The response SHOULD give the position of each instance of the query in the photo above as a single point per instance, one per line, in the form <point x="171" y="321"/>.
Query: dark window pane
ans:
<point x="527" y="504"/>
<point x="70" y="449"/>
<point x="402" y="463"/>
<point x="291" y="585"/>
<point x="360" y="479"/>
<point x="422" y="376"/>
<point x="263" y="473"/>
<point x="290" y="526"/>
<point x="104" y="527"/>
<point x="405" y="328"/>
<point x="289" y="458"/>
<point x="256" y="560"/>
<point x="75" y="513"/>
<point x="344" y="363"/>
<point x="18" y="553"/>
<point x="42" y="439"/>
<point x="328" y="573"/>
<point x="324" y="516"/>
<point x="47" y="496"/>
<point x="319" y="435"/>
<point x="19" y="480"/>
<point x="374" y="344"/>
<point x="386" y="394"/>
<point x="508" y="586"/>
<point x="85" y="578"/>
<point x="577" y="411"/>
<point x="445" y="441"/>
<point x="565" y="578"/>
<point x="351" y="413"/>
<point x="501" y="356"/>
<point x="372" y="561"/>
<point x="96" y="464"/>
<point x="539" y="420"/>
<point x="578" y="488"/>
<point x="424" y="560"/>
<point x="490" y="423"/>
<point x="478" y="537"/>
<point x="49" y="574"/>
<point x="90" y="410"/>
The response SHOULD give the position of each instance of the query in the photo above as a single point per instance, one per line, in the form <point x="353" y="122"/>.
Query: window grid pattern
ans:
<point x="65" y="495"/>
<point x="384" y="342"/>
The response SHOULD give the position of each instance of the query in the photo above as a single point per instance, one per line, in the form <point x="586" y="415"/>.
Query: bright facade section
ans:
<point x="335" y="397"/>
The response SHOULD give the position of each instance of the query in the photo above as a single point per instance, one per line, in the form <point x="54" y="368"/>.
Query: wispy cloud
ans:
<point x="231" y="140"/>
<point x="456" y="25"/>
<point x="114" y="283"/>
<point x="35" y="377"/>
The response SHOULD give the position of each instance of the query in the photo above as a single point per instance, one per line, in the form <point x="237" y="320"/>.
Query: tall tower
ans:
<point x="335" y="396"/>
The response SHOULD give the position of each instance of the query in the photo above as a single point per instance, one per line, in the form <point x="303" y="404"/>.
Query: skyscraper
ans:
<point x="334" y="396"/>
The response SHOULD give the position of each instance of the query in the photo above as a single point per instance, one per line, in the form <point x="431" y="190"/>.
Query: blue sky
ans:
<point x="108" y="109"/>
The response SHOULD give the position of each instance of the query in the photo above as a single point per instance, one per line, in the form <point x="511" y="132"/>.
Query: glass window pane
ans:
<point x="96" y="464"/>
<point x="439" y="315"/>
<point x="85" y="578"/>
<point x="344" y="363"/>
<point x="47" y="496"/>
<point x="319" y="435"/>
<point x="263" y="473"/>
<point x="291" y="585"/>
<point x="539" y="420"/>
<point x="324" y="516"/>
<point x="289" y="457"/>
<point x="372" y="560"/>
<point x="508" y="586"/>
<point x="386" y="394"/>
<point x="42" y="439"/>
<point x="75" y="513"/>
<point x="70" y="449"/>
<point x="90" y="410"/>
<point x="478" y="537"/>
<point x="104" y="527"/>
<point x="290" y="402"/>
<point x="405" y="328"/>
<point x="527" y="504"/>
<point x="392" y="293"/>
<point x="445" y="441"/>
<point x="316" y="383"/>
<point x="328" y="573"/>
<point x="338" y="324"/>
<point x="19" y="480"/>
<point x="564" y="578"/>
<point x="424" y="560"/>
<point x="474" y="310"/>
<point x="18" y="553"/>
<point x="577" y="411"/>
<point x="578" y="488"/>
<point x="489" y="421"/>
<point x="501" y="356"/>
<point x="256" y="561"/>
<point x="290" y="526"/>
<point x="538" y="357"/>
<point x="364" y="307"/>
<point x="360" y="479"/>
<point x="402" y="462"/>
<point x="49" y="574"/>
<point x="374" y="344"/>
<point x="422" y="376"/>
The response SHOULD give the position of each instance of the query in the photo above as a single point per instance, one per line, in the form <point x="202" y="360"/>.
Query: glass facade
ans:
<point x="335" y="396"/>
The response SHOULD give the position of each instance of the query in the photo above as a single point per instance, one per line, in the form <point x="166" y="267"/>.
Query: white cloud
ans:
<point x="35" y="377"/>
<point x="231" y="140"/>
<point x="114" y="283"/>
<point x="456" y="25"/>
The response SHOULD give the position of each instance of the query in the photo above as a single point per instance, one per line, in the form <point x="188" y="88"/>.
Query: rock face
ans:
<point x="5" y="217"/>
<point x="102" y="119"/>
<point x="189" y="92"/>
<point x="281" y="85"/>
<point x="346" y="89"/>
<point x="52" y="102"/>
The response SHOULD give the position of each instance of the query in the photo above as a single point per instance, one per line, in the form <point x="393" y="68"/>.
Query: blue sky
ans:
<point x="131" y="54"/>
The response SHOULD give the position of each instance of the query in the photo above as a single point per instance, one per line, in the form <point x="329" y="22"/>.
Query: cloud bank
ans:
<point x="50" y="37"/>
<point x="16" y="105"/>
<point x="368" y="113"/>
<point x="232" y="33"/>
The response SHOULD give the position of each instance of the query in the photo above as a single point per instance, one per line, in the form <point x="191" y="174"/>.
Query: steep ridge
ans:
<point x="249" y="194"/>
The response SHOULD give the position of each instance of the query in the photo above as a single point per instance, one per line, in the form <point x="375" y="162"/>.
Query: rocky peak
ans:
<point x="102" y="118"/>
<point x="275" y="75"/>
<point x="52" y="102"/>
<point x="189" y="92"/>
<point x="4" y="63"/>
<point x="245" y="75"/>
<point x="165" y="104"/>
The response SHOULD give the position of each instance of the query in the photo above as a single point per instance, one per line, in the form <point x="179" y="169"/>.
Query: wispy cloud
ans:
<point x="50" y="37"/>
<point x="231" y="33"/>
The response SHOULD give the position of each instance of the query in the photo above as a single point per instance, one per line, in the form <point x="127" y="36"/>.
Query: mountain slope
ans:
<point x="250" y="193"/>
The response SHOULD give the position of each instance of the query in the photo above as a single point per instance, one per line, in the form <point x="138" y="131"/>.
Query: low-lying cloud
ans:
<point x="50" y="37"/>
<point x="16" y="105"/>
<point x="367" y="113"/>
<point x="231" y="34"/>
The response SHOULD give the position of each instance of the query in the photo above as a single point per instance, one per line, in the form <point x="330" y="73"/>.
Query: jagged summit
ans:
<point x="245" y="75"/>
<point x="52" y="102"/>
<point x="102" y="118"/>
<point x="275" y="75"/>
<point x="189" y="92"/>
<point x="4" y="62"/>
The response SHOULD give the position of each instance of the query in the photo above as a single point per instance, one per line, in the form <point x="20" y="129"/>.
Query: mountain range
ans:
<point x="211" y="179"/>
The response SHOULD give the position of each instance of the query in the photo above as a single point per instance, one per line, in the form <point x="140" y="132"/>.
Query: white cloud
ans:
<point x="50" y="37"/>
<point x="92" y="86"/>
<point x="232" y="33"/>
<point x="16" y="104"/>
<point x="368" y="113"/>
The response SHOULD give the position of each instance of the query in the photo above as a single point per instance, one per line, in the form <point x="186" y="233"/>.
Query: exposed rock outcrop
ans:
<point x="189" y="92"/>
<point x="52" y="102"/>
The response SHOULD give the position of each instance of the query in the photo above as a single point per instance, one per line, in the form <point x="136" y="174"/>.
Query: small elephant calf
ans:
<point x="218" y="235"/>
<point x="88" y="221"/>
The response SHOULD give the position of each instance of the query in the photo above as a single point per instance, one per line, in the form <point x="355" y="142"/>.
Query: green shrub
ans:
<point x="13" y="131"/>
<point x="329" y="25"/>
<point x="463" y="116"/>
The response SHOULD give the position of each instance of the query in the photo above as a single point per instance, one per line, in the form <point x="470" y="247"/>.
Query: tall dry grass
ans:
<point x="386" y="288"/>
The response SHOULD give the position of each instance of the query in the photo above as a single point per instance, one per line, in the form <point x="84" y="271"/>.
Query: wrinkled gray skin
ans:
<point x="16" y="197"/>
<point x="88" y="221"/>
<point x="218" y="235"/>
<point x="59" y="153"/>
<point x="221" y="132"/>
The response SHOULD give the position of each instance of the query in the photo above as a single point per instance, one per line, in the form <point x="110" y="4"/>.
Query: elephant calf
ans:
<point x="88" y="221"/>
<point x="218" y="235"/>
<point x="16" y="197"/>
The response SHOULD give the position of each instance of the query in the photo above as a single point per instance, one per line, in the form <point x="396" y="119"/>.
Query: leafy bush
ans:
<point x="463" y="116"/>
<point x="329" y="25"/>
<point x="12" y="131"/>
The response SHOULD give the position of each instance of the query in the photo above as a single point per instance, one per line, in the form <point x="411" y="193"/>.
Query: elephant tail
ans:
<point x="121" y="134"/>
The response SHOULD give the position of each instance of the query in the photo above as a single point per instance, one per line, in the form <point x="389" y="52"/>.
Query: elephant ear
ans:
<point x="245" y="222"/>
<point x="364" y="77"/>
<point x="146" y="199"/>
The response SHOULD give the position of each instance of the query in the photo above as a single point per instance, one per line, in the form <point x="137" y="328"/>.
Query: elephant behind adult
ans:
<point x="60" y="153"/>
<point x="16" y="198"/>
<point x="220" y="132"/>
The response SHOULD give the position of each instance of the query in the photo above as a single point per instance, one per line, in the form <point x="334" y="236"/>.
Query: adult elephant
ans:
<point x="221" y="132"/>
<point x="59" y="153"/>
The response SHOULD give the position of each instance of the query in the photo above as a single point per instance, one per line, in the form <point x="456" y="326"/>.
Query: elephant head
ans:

* **Exercise**:
Retype only the lines running from the top of the listing to the line that holds "Query: dark window pane", both ends included.

* **Response box**:
The response SHOULD give the position of each instance of the query in the photo above as a single point per instance, one per line, in the form <point x="171" y="321"/>.
Query: dark window pane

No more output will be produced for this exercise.